### TEXT SEGMENT
[e2e] SEuCN
Ivica Rimac
rimac at bell-labs.com
Tue Nov 8 08:24:42 PST 2005
Hello Jon,
> well good question - gosh - perhaps routers can keep a per source prefix state saying what the ttl was, then use
> that as a "pretty good guess" as to the index to the bit position to set...for example....
>
> lots of other soft state techniques suggest themselves...
but maybe we can even avoid any state just by using "encoding":
initially, the sorce sets the lowest bit of each apcket to "1" and all
others are set to "0". at each hop a bit-shift operation is performed
and the lowest bit is set according to the congestion state.
As a result, the routers do not have to worry about the index and the
end host can extract the number of hops from the index of the "highest"
1. no ttl necessary.
8 bit example
--------------
Sender: 0000 0001
1. Router (okay): 0000 0011
2. Router (cong): 0000 0110
....
6. Roter (cong): 0110 1110
Receiver: 0110 1110
(To handle even overflow situations, we could use the highest bit for
indication of overflow.)
>
> so why is this less good than ECN? seems like its moreinfo -
obviuos, ECN uses just a single bit ;-)

Point placement records

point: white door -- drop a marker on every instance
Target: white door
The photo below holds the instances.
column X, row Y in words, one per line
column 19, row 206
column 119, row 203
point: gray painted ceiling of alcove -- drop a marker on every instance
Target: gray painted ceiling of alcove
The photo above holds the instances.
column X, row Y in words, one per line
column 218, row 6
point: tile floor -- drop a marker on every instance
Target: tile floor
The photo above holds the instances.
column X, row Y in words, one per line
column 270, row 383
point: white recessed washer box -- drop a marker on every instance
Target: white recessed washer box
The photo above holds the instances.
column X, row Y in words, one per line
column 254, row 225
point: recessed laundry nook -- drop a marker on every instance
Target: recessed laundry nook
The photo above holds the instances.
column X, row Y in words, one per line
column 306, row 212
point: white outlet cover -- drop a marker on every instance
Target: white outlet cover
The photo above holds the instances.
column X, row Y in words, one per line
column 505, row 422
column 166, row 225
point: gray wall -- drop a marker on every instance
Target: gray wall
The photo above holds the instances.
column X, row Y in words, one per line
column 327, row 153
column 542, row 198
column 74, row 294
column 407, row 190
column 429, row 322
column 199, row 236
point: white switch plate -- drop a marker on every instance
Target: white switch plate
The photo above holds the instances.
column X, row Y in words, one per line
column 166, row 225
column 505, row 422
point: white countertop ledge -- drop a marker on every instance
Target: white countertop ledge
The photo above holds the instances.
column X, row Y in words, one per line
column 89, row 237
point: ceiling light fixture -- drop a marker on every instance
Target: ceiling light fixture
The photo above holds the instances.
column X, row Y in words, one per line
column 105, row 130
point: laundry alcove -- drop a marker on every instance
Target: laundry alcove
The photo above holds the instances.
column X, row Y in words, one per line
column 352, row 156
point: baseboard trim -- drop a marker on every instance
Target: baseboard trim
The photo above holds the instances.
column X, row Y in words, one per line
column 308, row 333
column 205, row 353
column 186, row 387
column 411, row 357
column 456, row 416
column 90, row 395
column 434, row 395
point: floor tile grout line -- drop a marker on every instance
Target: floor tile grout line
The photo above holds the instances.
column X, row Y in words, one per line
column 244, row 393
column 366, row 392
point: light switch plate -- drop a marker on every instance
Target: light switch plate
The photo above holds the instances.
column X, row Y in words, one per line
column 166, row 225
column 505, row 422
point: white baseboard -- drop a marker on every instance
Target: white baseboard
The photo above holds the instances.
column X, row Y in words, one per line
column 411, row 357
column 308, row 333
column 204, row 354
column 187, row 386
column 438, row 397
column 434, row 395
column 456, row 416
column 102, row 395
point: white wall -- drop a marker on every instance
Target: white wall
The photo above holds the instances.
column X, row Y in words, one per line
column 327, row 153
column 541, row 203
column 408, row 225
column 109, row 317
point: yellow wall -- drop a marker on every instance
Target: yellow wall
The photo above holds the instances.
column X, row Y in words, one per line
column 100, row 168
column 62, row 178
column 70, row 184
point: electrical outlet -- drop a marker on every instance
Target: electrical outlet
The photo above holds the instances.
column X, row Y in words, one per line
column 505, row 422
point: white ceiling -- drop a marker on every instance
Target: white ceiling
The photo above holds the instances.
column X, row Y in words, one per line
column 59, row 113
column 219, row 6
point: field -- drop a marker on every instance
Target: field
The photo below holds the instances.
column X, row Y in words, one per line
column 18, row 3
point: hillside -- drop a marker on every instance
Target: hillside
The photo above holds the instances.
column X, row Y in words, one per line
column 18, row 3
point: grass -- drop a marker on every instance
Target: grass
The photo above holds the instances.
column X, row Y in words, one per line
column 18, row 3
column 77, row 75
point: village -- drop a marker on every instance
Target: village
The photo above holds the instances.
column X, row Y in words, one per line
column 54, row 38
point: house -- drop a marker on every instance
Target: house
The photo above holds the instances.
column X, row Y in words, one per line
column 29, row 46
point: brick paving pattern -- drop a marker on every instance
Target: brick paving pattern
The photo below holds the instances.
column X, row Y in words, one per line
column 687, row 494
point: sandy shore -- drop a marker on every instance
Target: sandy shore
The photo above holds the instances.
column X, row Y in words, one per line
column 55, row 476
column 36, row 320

### BRIEF A
Please give again the passage of the SEuCN message from "As a result, the" to "indication of overflow.)", word for word.
### BRIEF B
Transcribe the entries from the line with "point: recessed laundry" to the line with "column 306, row 212" without any change.

### WORKED SOLUTION A
As a result, the routers do not have to worry about the index and the
end host can extract the number of hops from the index of the "highest"
1. no ttl necessary.
8 bit example
--------------
Sender: 0000 0001
1. Router (okay): 0000 0011
2. Router (cong): 0000 0110
....
6. Roter (cong): 0110 1110
Receiver: 0110 1110
(To handle even overflow situations, we could use the highest bit for
indication of overflow.)

### WORKED SOLUTION B
point: recessed laundry nook -- drop a marker on every instance
Target: recessed laundry nook
The photo above holds the instances.
column X, row Y in words, one per line
column 306, row 212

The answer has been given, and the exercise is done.